(Photo-based point labeling data)
— Start —

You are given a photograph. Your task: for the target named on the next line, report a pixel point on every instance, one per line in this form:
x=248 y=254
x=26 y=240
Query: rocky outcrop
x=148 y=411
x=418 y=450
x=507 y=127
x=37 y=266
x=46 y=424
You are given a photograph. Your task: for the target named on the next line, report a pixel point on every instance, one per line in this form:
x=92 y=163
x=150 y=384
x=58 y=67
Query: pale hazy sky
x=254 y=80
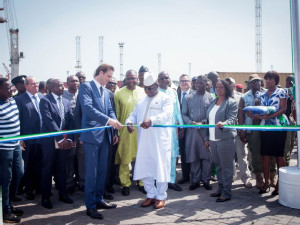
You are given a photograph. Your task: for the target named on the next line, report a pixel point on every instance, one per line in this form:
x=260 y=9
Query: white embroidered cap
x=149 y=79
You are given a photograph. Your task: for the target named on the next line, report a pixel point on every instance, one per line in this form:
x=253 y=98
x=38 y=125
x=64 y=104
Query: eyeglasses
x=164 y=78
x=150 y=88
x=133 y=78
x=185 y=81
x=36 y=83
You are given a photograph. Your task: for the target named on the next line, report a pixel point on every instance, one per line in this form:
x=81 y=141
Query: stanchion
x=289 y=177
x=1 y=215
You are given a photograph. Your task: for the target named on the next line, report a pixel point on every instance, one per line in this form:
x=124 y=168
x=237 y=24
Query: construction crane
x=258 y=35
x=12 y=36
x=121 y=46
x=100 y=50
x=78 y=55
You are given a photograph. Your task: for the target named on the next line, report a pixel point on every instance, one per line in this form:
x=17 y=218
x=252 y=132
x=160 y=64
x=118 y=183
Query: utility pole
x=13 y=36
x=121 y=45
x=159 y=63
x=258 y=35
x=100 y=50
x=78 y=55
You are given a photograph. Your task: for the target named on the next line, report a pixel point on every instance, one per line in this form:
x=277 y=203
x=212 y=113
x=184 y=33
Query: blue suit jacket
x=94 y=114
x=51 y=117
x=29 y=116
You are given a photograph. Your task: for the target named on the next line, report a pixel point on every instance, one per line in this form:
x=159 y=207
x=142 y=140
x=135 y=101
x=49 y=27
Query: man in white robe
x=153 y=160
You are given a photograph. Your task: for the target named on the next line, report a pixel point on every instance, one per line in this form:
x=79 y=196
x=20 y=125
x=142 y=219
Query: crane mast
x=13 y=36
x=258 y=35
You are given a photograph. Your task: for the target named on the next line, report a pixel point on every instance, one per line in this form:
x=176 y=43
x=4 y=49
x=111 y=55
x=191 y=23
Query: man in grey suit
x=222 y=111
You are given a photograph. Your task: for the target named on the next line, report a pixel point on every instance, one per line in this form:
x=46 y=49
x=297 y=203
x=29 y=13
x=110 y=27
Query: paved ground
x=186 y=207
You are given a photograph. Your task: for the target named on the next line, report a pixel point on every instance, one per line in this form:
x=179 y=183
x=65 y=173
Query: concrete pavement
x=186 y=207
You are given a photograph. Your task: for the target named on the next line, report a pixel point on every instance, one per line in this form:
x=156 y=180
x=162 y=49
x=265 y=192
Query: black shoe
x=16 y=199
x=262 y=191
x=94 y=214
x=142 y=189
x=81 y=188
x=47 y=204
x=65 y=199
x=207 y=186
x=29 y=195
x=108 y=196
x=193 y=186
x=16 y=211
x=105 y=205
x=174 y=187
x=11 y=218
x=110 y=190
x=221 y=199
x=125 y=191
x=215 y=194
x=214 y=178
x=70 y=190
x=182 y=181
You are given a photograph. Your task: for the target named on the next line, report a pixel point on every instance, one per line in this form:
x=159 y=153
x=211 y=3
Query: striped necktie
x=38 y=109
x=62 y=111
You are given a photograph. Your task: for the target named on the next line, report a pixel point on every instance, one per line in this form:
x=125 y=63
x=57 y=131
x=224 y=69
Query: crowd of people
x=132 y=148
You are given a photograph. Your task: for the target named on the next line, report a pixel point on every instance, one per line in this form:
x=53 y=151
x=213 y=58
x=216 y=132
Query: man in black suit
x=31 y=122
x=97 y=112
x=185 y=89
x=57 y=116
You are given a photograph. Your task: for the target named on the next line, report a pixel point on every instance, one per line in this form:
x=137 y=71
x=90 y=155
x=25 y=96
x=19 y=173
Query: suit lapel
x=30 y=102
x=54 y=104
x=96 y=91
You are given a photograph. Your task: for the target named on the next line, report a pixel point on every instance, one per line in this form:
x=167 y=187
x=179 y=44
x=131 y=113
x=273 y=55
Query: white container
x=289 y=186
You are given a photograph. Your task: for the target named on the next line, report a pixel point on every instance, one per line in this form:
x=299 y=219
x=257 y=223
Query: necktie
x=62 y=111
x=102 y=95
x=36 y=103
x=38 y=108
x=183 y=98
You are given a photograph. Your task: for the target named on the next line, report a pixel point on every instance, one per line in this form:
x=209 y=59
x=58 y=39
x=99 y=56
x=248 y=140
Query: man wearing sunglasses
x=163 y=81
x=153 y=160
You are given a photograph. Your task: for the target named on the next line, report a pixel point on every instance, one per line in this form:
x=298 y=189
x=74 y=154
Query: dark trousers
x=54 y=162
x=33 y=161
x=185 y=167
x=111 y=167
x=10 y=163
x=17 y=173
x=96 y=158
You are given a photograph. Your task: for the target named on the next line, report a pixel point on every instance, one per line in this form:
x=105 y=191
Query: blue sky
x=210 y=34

— End —

Task objective —
Reproduce the records, all of them, word for word; omit the pictures.

Result below —
You are given a photograph. Your task: for the target named on the next line, report a pixel point on every instance, one per line in this form:
x=248 y=254
x=26 y=240
Query: rocky outcrop
x=148 y=411
x=418 y=450
x=507 y=127
x=37 y=266
x=46 y=424
You are given a photograph. Your task: for the target named on the next line, report a pixel point on every instance, one per line in this form:
x=92 y=163
x=150 y=384
x=58 y=67
Query: pale hazy sky
x=254 y=80
You are given a photograph. Your task: for the target named on the next line, report a pixel point on every instance, one per line in this form:
x=260 y=9
Query: white embroidered cap
x=149 y=79
You are given a photograph. Your task: for the target named on the next line, report a pixel point on every instance, one per line in this form:
x=253 y=98
x=38 y=125
x=64 y=104
Query: eyeglasses
x=164 y=78
x=150 y=88
x=133 y=78
x=185 y=81
x=36 y=83
You are given a photograph. Your task: for the target named on the next line, report a pixel point on every instance, one per line in this form:
x=81 y=141
Query: stanchion
x=289 y=177
x=1 y=215
You are given a photograph. Your task: for the target named on the next line, report a pixel point on every instance, one per line in this form:
x=124 y=168
x=237 y=24
Query: construction crane
x=258 y=35
x=12 y=36
x=121 y=46
x=100 y=50
x=78 y=55
You are given a photograph. Your task: for the target named on the next line, report a pixel point on every instance, one per line in this form:
x=17 y=218
x=252 y=132
x=160 y=64
x=118 y=183
Query: utility pole
x=13 y=36
x=121 y=45
x=159 y=63
x=258 y=35
x=100 y=50
x=78 y=55
You are given a photograph. Your task: for the target named on the next line, report a pixel point on every instance, one per line in this form:
x=277 y=203
x=212 y=113
x=184 y=33
Query: blue suit jacket
x=94 y=114
x=51 y=117
x=29 y=116
You are given a photograph. Your task: for the target named on the next line, report a pixel point on every instance, one per line in this form:
x=159 y=207
x=142 y=140
x=135 y=101
x=49 y=27
Query: man in white robe
x=153 y=160
You are given a photograph. Your task: for the target named on the next line, report a pixel point on every instance, one per line in this form:
x=79 y=196
x=20 y=125
x=142 y=219
Query: crane mast
x=13 y=36
x=258 y=35
You are given a photograph. Your task: for the target named on the next line, report a pixel point on every instance, one per line in this form:
x=176 y=43
x=4 y=49
x=111 y=55
x=191 y=23
Query: man in grey suit
x=222 y=111
You are given a photograph. Your task: for the target named on the next line, report a pixel point on every instance, one per line in this form:
x=46 y=49
x=297 y=203
x=29 y=13
x=110 y=27
Query: paved ground
x=186 y=207
You are given a photograph. Your task: for the target named on the next line, report a pixel point on every instance, one per line in this form:
x=179 y=183
x=65 y=173
Query: concrete pavement
x=186 y=207
You are given a photograph. Your task: for the target named on the next line, report a pixel point on every instance, one per line in this form:
x=156 y=180
x=162 y=49
x=265 y=192
Query: black shoe
x=16 y=199
x=262 y=191
x=94 y=214
x=142 y=189
x=81 y=188
x=47 y=204
x=65 y=199
x=207 y=186
x=29 y=195
x=108 y=196
x=193 y=186
x=16 y=211
x=105 y=205
x=174 y=187
x=11 y=218
x=110 y=190
x=221 y=199
x=125 y=191
x=215 y=194
x=214 y=178
x=70 y=190
x=182 y=181
You are given a photograph. Your task: for the target named on the next line, report a pixel point on every instance, one per line in this form:
x=159 y=153
x=211 y=3
Query: striped necktie
x=38 y=109
x=62 y=111
You are given a photograph. Your task: for the target named on the next line, report a pixel point on every instance, one per line in this form:
x=125 y=63
x=57 y=131
x=224 y=69
Query: crowd of people
x=132 y=148
You are given a photograph. Your task: for the target named on the next line, report a pixel point on every instance, one per line in this form:
x=53 y=151
x=213 y=58
x=216 y=132
Query: man in black suit
x=31 y=122
x=97 y=112
x=185 y=89
x=57 y=116
You are given a photograph. Your task: for the target named on the next line, report a pixel point on every instance, one per line in this form:
x=137 y=71
x=90 y=155
x=25 y=96
x=19 y=173
Query: suit lapel
x=30 y=102
x=54 y=104
x=96 y=91
You are given a photograph. Your task: for the target named on the next line, report a pixel point on every instance, one per line in this form:
x=167 y=187
x=179 y=44
x=131 y=113
x=273 y=55
Query: white container
x=289 y=186
You are given a photograph. Your task: for the target named on the next line, report a pixel point on every instance, one per line in this form:
x=299 y=219
x=257 y=223
Query: necktie
x=62 y=111
x=102 y=95
x=36 y=103
x=38 y=108
x=183 y=98
You are given a photograph. Your task: for the target named on the next line, report a pixel point on every instance, one per line in this form:
x=209 y=59
x=58 y=39
x=99 y=56
x=248 y=140
Query: man wearing sunglasses
x=163 y=81
x=153 y=160
You are given a photograph. Your task: for the target named on the next line, report a pixel point on every instance, one per line in this form:
x=298 y=189
x=74 y=154
Query: dark trousers
x=54 y=162
x=33 y=161
x=185 y=167
x=111 y=167
x=10 y=163
x=17 y=173
x=96 y=158
You are given a photograph. Your task: for the target named on the next line, report a pixel point on every instance, one per line in this form:
x=105 y=191
Query: blue sky
x=210 y=34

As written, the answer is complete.